> Problem statement:
Every line below that contains "tablecloth" is to be copied.

> Task input:
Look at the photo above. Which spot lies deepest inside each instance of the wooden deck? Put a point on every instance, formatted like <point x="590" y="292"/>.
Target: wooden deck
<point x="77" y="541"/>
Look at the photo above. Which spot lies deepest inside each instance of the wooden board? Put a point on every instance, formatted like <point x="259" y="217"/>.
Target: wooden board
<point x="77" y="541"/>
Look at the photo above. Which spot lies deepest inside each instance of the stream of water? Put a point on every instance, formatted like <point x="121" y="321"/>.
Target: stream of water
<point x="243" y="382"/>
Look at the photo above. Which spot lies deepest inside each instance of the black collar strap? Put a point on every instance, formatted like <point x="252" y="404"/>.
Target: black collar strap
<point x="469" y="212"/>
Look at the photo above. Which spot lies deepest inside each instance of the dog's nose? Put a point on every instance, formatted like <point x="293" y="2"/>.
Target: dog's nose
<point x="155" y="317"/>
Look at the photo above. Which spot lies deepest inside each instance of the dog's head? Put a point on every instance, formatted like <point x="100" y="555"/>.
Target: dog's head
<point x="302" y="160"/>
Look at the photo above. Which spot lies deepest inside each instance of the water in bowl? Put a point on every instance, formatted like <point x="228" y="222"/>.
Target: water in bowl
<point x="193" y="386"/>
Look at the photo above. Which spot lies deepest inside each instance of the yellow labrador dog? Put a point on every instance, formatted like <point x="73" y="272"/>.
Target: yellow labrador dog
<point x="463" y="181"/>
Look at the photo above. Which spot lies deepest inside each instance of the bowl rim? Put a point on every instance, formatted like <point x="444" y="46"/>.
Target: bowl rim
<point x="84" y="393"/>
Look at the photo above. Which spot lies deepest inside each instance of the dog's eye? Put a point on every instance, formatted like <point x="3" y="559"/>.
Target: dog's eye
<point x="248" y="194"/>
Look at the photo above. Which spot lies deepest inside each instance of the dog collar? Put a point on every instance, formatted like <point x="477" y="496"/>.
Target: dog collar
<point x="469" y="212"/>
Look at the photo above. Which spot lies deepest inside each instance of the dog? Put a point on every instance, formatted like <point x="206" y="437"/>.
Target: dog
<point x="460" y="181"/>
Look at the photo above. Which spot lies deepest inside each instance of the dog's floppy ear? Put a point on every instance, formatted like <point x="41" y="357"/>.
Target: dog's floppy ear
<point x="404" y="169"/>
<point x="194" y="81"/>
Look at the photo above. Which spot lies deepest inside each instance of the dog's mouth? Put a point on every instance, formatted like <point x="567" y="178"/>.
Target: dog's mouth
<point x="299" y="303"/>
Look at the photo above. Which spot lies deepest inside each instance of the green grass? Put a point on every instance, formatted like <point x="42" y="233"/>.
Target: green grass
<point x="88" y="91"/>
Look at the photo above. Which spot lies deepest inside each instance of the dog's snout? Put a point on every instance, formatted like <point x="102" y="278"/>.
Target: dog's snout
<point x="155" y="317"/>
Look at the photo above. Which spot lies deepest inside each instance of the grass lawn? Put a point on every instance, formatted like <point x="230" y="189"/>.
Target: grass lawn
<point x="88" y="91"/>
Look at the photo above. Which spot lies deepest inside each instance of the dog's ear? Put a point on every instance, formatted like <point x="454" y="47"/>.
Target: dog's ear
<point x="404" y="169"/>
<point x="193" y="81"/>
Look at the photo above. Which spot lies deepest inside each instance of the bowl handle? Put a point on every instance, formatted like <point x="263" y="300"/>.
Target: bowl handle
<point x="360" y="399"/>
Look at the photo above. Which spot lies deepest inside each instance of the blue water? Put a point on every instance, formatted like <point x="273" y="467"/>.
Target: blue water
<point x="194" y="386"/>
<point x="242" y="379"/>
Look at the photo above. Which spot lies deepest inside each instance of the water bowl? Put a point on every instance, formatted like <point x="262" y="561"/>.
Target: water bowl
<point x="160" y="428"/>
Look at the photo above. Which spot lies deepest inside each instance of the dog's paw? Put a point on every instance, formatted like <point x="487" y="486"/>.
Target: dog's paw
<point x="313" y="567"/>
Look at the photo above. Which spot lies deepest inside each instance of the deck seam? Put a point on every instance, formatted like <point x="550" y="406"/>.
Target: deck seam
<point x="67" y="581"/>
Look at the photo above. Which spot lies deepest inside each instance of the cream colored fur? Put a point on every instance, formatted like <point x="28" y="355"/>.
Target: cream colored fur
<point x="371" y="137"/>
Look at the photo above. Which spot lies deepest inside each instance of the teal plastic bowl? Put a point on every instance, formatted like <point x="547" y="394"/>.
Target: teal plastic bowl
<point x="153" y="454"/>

* * *

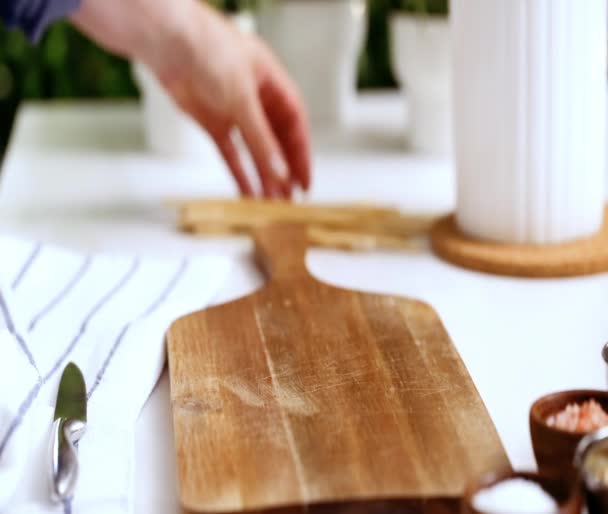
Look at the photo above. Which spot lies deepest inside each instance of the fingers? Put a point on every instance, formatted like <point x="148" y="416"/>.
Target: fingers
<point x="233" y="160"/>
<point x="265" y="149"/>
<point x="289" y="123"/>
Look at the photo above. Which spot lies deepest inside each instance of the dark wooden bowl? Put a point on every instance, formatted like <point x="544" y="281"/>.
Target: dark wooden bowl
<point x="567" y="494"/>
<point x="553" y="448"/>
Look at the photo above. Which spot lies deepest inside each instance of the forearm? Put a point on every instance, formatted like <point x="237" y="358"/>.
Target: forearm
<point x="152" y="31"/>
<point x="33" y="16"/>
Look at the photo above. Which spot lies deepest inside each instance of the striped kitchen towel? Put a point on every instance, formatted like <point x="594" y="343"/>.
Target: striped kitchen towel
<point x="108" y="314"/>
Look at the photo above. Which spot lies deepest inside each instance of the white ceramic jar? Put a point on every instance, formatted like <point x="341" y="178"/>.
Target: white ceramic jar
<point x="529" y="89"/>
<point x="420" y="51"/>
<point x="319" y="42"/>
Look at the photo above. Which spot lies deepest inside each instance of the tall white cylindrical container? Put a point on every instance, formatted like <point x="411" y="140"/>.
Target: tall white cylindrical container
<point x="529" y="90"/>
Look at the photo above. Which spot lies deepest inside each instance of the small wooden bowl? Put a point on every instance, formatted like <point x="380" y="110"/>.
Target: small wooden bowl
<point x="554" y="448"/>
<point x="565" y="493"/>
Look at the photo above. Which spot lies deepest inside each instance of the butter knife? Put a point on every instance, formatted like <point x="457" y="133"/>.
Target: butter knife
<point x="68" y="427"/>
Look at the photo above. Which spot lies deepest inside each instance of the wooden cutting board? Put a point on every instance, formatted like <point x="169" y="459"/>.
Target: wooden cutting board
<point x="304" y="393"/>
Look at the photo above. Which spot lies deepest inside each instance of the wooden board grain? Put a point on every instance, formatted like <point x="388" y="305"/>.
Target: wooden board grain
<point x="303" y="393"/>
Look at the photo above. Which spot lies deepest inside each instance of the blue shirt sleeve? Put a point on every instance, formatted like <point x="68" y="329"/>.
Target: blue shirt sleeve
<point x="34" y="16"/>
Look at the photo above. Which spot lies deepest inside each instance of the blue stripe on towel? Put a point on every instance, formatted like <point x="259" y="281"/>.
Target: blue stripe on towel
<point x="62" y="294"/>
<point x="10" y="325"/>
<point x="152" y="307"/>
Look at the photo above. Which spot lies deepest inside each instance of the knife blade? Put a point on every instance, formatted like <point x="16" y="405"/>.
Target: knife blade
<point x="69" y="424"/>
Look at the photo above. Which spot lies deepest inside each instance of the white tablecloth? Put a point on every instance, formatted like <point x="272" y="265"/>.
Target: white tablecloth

> Answer box:
Look at the photo above. Which spot lies deepest inside each instance of the white tablecloth? Put a point on every instance, formatted like <point x="272" y="265"/>.
Target: white tablecloth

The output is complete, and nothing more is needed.